原文段落 >>
● ● ● ● ● ● ●

• hdu 4685 Prince and Princess(匈牙利算法 连通分量)


    看了别人的题解。须要用到匈牙利算法的强连通算法

    #include<cstdio>
    #include<algorithm>
    #include<vector>
    #pragma comment(linker, "/STACK:1024000000,1024000000")
    using namespace std;
    const int MAXN = 1005;
    int n, m;
    int mb[MAXN], ma[MAXN];
    bool vis[MAXN], gl[MAXN][MAXN];
    vector<int> eg[MAXN];
    vector<int> mmp[MAXN], res;
    int dfs(int a)
    {
    	for (int i = 0; i< eg[a].size(); ++i)
    	{
    		int v = eg[a][i];
    		if (!vis[v])
    		{
    			vis[v] = 1;
    			if (!mb[v] || dfs(mb[v]))
    			{
    				mb[v] = a;
    				ma[a] = v;
    				return 1;
    			}
    		}
    	}
    	return 0;
    }
    int hungary(int a)
    {
    	int cnt = 0;
    	memset(mb, 0, sizeof mb);
    	for (int i = 1; i<= a; ++i)
    	{
    		memset(vis, 0, sizeof vis);
    		cnt += dfs(i);
    	}
    	return cnt;
    }
    int dfn[MAXN], low[MAXN], zu, belong[MAXN];
    int nc;
    int stk[MAXN], top, isinstk[MAXN];
    void tarjan(int u)
    {
    	dfn[u] = low[u] = nc++;
    	stk[top++] = u;
    	isinstk[u] = 1;
    	for (int i = 0; i< mmp[u].size(); ++i)
    	{
    		int v = mmp[u][i];
    		if (dfn[v] == -1)
    		{
    			tarjan(v);
    			low[u] = min(low[u], low[v]);
    		}
    		else if (isinstk[v] && low[u] > dfn[v])
    		{
    			low[u] = dfn[v];
    		}
    	}
    	if (dfn[u] == low[u])
    	{
    		int v;
    		do
    		{
    			v = stk[--top];
    			isinstk[v] = 0;
    			belong[v] = zu;
    		}while( v != u);
    		zu++;
    	}
    }
    int main()
    {
    #ifndef ONLINE_JUDGE
    	freopen("in.txt", "r", stdin);
    #endif
    	int t;
    	scanf("%d", &t);
    	for (int o = 1; o<= t; ++o)
    	{
    		printf("Case #%d:
    ", o);
    		scanf("%d%d", &n, &m);
    		for (int i = 1; i<= n; ++i)
    		{
    			int k, a;
    			scanf("%d", &k);
    			eg[i].clear();
    			while (k--)
    			{
    				scanf("%d", &a);
    				eg[i].push_back(a);
    			}
    		}
    		int cna = hungary(n);
    		cna = n+m-cna;
    		for (int i=n+1; i<= cna; ++i)

● ● ● ● ● ● ●

所给材料 >>
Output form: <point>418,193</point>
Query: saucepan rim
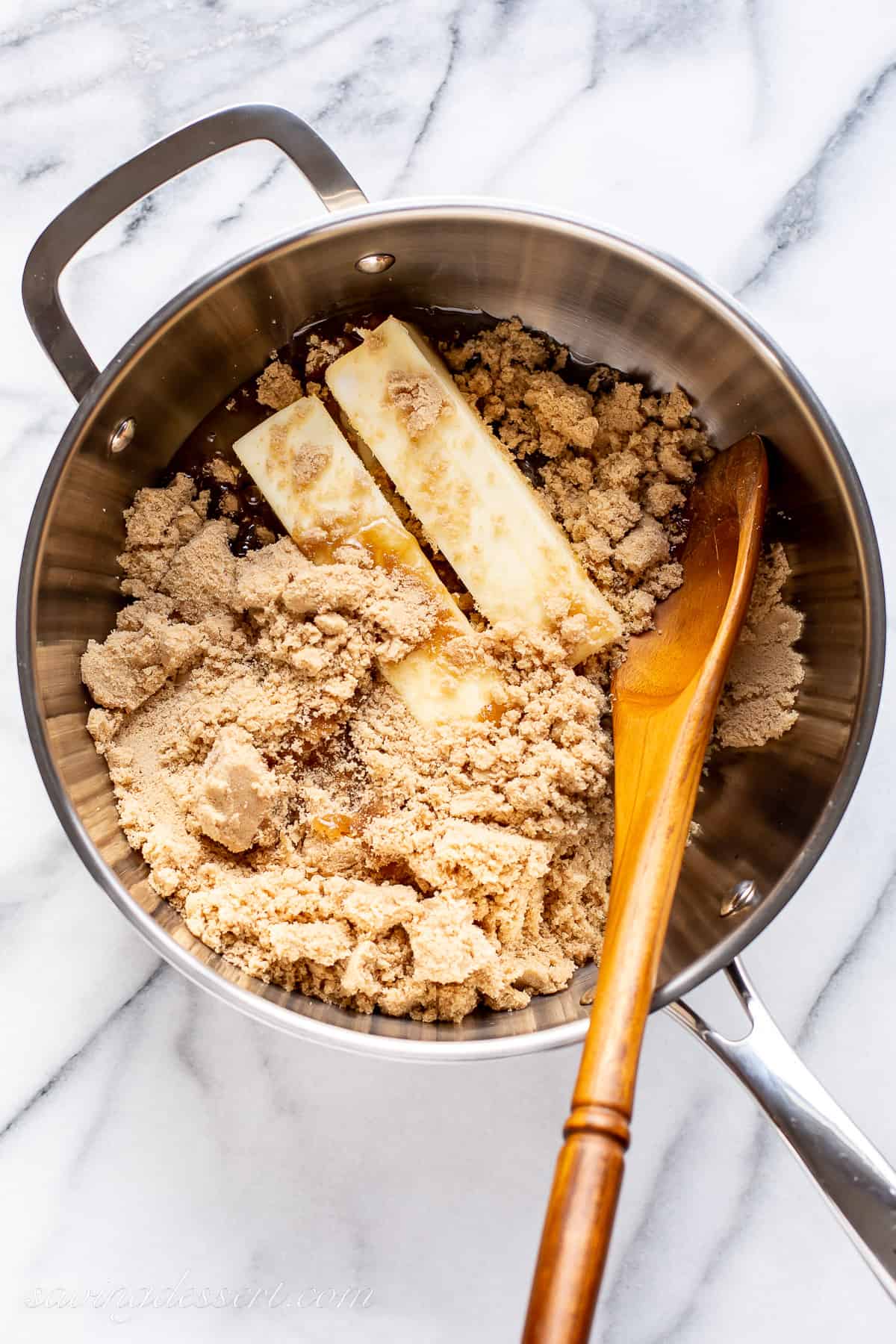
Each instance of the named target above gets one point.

● ● ● ● ● ● ●

任务目标 >> 续写原文段落中 hdu 4685 题解的代码，从最后一行之后往下写。 这里的列表不起任何作用。

任务输出 >>
    		{
    			eg[i].clear();
    			for (int j = 1; j<= cna; ++j)
    			{
    				eg[i].push_back(j);
    			}
    		}
    		for (int i=m+1; i<= cna; ++i)
    		{
    			for (int j = 1; j<= n; ++j)
    			{
    				eg[j].push_back(i);
    			}
    		}
    		int nmc = hungary(cna);
    		for (int i = 1; i<= cna; ++i) mmp[i].clear();	
    		for (int i = 1; i<= cna; ++i)
    		{
    			int a = mb[i];
    			for (int j = 0; j< eg[a].size(); ++j)
    			{
    				int v = eg[a][j];
    				if (v == i) continue;
    				mmp[i].push_back(v);
    			}
    		}
    		nc = 1;
    		memset(dfn, -1, sizeof dfn);
    		memset(low, -1, sizeof low);
    		top = 0;
    		zu = 0;
    		for (int i = 1; i<= cna; ++i)
    		{
    			if (dfn[i] == -1)
    				tarjan(i);
    		}
    		memset(gl, 0, sizeof gl);
    		for (int i = 1; i<= cna; ++i)
    		{
    			for (int j = 0; j< eg[i].size(); ++j)
    			{
    				gl[i][eg[i][j]] = 1;
    			}
    		}
    		for (int i = 1; i<= n; ++i)
    		{
    			res.clear();
    			for (int j = 1; j<= m; ++j)
    			{
    				if (gl[i][j] && belong[j] == belong[ma[i]])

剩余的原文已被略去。